» **Task instructions**:
Take the material below and reproduce, word for word, only the lines from the line with "Phrase -- grass lawn" through the line with "Phrase -- red stripe on sleeve".
________
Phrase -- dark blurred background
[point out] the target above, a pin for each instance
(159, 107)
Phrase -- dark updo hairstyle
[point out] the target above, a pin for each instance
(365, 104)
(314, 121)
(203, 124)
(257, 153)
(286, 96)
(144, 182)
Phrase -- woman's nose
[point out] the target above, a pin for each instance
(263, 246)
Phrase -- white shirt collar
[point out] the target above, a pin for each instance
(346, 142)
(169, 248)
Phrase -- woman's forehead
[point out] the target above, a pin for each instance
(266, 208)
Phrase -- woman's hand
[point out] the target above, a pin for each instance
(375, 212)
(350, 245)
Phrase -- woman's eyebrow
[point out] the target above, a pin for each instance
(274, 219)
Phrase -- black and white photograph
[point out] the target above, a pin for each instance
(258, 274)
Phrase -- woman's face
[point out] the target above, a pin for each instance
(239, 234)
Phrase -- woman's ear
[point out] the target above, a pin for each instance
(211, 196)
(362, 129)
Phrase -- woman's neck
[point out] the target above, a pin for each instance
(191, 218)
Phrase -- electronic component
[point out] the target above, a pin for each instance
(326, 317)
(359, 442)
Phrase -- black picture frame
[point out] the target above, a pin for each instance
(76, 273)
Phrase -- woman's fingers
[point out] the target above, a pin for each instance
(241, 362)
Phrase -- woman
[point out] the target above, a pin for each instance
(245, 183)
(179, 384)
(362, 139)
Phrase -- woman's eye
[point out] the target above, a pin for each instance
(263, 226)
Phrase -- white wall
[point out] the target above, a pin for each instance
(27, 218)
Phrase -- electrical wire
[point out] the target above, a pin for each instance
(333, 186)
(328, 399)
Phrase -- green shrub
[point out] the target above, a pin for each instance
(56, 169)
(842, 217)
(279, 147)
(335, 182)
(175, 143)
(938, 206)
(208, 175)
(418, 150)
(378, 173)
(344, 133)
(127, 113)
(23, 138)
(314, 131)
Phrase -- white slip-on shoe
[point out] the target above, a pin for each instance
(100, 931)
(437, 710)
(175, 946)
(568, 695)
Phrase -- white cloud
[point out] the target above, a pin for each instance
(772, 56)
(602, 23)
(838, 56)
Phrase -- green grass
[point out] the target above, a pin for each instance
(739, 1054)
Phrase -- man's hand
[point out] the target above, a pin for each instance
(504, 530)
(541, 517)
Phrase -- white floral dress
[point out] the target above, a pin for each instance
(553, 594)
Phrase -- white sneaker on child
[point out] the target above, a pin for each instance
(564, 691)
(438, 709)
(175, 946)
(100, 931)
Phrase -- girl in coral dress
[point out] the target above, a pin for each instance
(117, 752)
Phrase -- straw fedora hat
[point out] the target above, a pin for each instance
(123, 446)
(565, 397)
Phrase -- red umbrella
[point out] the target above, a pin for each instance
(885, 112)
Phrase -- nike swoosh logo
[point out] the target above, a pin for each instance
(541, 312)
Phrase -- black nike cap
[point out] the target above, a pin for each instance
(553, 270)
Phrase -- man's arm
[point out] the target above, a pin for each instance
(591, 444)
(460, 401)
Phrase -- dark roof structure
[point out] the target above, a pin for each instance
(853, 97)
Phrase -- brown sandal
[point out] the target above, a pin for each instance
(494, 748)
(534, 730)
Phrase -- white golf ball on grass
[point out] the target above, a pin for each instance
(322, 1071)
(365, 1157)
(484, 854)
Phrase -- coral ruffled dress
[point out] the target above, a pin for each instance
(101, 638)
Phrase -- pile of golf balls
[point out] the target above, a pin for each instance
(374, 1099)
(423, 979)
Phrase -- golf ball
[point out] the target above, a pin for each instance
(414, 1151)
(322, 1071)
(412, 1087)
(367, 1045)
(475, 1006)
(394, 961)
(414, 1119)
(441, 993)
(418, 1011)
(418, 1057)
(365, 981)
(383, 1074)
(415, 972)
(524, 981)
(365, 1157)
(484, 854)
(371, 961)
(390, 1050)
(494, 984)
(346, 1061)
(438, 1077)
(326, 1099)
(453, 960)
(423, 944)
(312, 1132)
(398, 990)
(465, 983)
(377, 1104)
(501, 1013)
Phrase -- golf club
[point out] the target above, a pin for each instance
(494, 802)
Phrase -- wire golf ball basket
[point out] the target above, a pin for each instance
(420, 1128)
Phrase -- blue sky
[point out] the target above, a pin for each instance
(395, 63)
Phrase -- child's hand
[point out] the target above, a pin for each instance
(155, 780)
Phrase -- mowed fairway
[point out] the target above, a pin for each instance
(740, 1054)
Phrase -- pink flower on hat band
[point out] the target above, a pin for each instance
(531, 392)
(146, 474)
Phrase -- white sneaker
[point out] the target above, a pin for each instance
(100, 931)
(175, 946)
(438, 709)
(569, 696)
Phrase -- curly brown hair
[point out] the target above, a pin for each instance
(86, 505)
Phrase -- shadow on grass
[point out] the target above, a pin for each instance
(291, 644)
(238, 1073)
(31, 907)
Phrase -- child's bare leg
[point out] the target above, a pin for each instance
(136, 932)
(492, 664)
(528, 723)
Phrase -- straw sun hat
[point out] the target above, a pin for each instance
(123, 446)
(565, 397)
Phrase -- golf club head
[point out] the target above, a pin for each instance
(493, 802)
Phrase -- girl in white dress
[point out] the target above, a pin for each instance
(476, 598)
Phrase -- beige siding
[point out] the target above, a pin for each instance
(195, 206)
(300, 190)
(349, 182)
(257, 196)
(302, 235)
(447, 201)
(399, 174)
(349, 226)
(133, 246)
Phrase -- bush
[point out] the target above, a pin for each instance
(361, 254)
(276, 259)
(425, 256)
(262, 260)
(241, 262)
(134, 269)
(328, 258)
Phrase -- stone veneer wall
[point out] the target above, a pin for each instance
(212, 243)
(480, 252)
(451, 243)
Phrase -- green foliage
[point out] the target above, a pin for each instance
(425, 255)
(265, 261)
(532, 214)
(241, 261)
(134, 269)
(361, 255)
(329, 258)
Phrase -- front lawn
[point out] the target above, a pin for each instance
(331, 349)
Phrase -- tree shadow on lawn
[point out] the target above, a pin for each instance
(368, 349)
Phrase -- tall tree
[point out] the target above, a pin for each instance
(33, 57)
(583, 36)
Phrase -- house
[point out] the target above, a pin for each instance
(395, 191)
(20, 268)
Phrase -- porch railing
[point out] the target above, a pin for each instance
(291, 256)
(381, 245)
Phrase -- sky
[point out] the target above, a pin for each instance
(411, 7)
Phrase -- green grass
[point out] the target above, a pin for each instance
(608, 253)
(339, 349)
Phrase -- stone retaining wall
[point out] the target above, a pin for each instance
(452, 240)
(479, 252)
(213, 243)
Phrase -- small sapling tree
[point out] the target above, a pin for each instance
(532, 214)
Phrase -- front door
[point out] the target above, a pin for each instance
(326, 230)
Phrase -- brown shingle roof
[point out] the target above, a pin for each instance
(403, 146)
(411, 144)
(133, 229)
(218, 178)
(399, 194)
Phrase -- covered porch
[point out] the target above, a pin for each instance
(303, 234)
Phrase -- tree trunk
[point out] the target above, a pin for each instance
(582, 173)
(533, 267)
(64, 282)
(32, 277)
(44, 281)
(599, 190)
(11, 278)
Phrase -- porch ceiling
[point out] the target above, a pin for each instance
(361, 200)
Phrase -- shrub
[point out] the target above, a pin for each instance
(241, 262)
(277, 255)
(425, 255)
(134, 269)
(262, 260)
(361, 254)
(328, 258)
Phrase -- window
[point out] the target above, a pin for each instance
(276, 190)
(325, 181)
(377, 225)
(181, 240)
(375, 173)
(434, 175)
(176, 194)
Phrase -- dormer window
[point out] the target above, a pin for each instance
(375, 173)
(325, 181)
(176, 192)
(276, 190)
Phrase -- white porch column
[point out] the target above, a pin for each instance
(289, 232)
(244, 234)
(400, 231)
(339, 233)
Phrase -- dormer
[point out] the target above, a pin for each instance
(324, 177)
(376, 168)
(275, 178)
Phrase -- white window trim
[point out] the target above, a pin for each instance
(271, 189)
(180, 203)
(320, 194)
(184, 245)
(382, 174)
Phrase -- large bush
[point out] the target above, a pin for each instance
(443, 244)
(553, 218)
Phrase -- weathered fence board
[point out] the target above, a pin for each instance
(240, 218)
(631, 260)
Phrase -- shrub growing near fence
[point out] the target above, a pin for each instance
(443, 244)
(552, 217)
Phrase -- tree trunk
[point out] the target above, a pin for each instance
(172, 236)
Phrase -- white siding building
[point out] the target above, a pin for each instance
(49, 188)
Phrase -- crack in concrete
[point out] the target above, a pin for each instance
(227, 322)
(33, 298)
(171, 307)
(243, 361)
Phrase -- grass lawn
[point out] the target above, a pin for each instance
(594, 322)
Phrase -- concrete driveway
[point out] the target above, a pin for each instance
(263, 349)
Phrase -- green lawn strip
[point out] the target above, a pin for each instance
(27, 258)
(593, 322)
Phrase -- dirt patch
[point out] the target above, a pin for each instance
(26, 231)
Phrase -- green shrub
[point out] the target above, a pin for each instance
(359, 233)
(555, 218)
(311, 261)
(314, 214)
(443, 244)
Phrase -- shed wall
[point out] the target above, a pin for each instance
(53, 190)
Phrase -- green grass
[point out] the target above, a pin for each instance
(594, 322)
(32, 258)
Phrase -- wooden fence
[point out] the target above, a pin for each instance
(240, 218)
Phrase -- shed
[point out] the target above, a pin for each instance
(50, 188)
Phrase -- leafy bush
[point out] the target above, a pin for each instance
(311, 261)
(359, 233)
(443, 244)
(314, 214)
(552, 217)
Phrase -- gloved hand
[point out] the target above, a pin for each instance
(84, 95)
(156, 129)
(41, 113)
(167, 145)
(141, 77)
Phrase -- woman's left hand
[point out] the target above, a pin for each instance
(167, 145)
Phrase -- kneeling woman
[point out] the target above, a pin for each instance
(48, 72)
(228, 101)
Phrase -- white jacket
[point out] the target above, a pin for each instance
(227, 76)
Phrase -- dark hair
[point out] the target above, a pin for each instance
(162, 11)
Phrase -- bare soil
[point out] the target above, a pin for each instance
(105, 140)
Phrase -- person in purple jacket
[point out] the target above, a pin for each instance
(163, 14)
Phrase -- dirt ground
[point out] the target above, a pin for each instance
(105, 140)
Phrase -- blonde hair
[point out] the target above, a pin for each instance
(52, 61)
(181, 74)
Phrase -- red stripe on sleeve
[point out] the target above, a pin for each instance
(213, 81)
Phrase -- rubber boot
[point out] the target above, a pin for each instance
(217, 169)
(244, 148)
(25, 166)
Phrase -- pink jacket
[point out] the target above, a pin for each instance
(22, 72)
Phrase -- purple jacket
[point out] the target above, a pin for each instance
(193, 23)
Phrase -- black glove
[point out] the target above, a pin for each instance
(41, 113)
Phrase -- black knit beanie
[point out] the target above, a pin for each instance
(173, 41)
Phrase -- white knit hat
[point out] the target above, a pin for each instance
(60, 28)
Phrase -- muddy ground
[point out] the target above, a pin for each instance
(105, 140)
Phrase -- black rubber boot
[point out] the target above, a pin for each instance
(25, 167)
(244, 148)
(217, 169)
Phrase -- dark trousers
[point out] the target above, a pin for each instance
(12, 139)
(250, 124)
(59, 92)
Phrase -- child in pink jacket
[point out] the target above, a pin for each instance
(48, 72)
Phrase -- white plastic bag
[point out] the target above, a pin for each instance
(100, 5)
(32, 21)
________
» **Answer to the exercise**:
Phrase -- grass lawn
[point out] the target above, a pin for each instance
(594, 322)
Phrase -- concrete driveway
[point out] the target above, a pin for each instance
(263, 349)
Phrase -- green lawn strip
[point out] the target above, a pin for each instance
(27, 258)
(593, 322)
Phrase -- dirt patch
[point out] the target above, a pin for each instance
(26, 231)
Phrase -- green shrub
[point out] the target above, a pin for each instance
(359, 233)
(555, 218)
(311, 261)
(314, 214)
(443, 244)
Phrase -- shed wall
[point out] the target above, a pin for each instance
(53, 190)
Phrase -- green grass
[point out] the target above, a pin for each instance
(594, 322)
(32, 258)
Phrase -- wooden fence
[point out] the target above, a pin for each instance
(240, 218)
Phrase -- shed
[point out] the target above, a pin for each instance
(50, 188)
Phrase -- leafy bush
[point out] the target above, a pin for each instance
(311, 261)
(359, 233)
(443, 244)
(314, 214)
(552, 217)
Phrase -- gloved hand
[point out] the target above, a pin for each instance
(84, 95)
(156, 129)
(41, 113)
(167, 145)
(141, 77)
Phrase -- woman's left hand
[point out] the target above, a pin for each instance
(167, 145)
Phrase -- kneeling woman
[point out] the target above, a pin for each instance
(48, 72)
(228, 101)
Phrase -- white jacket
[point out] the target above, a pin for each instance
(227, 76)
Phrase -- dark hair
[point out] the target above, a pin for each instance
(162, 11)
Phrase -- bare soil
[point out] the target above, a pin for each instance
(105, 140)
Phrase -- person in purple jacket
[point out] the target above, a pin for each instance
(163, 14)
Phrase -- dirt ground
[point out] the target above, a pin for each instance
(105, 140)
Phrase -- blonde hair
[point out] the target above, a pin for each instance
(52, 61)
(181, 74)
Phrase -- red stripe on sleeve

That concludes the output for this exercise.